Reproduce the records below word for word. Start at the line that contains "staircase shown above." and stop after the line that contains "x=254, y=435".

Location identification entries
-----
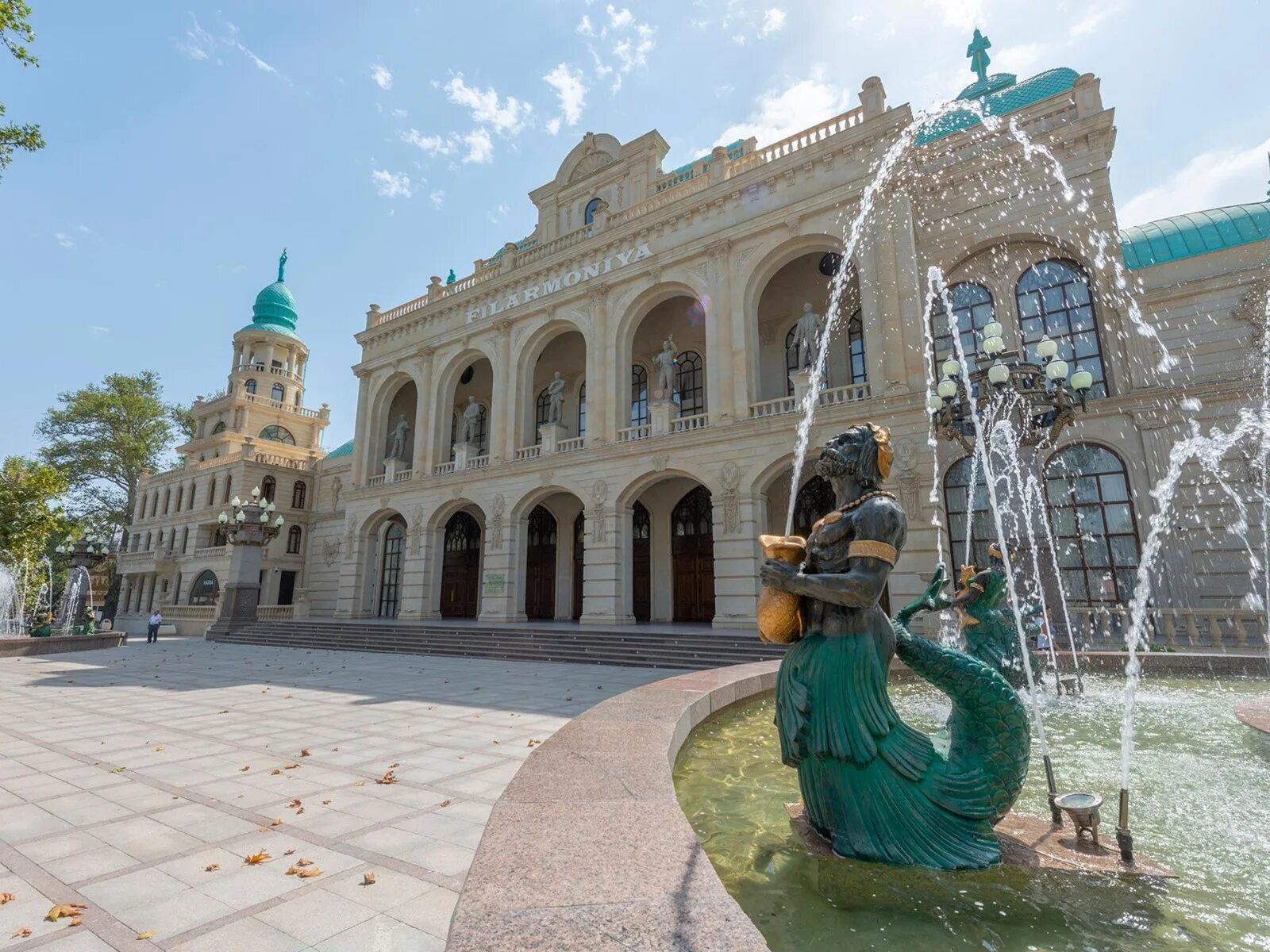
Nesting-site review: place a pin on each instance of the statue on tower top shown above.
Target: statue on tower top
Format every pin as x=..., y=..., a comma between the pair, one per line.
x=978, y=55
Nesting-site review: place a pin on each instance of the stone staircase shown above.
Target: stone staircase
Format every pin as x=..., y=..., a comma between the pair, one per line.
x=633, y=645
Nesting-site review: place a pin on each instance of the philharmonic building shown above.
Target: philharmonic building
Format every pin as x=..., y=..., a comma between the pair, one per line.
x=597, y=423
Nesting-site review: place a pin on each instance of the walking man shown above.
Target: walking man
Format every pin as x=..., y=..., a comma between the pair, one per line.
x=152, y=630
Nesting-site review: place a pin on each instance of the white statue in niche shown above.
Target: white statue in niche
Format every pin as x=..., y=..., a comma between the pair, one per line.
x=470, y=423
x=397, y=440
x=806, y=336
x=666, y=367
x=556, y=399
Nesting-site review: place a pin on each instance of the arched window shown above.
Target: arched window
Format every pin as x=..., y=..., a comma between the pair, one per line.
x=1095, y=533
x=1054, y=298
x=639, y=397
x=964, y=507
x=813, y=501
x=973, y=310
x=857, y=372
x=206, y=589
x=691, y=384
x=279, y=435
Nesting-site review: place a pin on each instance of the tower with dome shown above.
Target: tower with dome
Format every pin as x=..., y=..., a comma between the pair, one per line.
x=254, y=435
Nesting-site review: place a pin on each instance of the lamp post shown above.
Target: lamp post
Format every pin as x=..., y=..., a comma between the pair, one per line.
x=248, y=531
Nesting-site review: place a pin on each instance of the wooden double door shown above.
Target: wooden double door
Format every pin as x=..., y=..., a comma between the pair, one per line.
x=460, y=568
x=692, y=558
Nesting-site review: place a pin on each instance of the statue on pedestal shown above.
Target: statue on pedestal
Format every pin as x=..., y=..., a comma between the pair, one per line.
x=398, y=437
x=666, y=367
x=556, y=399
x=469, y=425
x=806, y=336
x=873, y=786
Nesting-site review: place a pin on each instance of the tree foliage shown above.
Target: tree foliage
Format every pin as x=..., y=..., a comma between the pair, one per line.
x=102, y=437
x=31, y=516
x=16, y=32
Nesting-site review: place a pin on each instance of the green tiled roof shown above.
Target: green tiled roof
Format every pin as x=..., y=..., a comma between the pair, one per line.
x=1003, y=102
x=341, y=451
x=1194, y=234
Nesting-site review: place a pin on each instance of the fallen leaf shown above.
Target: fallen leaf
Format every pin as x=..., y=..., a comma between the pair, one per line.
x=65, y=909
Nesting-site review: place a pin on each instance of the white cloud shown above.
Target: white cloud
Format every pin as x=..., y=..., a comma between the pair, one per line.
x=506, y=116
x=391, y=184
x=780, y=113
x=1210, y=181
x=572, y=93
x=774, y=21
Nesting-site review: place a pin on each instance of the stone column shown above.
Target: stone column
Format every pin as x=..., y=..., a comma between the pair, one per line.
x=601, y=362
x=423, y=418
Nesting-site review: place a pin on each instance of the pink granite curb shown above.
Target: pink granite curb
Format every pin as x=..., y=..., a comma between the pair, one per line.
x=588, y=850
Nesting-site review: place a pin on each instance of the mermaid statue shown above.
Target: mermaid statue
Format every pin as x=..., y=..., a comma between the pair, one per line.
x=873, y=786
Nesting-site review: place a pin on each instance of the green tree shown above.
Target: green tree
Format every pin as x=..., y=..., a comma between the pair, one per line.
x=16, y=32
x=102, y=437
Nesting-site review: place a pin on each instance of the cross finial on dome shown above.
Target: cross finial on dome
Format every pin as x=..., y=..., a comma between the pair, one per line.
x=978, y=55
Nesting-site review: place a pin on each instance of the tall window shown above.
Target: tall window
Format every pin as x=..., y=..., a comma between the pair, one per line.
x=206, y=589
x=279, y=435
x=856, y=370
x=639, y=397
x=1095, y=532
x=1054, y=298
x=965, y=507
x=973, y=310
x=691, y=384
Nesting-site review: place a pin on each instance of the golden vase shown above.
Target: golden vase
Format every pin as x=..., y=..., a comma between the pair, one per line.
x=779, y=621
-----
◆ **WRITTEN ANSWER**
Nesting-site review: place a pin on each instance of the stone staircase shown above.
Target: stone staircase
Format every pin as x=..., y=..., a comma between the pair, one per line.
x=633, y=645
Nesting-site review: place a pin on each instance of the philharmonic building shown above.
Target: philharmonic building
Format every pin as x=..., y=..., a comma between the pair, one per line.
x=597, y=423
Nesting-site review: place a pin on each instance of the walking man shown above.
Target: walking man
Format every pin as x=..., y=..., a comma between the pair, one per line.
x=152, y=630
Nesting-site review: place a pin on each instance of the white statue in niche shown above.
Target: white statue in niche
Format every pin as x=..., y=..., a comma between the pair, one per line.
x=470, y=423
x=397, y=440
x=806, y=336
x=666, y=367
x=556, y=399
Nesting-site review: place a pin on each instance of the arched window shown above.
Target: arched window
Format every pin as x=..., y=..., a comma between the pair, one per line.
x=1095, y=533
x=1054, y=298
x=639, y=397
x=964, y=507
x=813, y=501
x=973, y=310
x=857, y=372
x=206, y=589
x=691, y=384
x=279, y=435
Nesting-site review: place a pin on each instance of the tower with dome shown above.
Target: tower with dome
Format every pin as x=..., y=..., a comma between the pair, one per line.
x=254, y=435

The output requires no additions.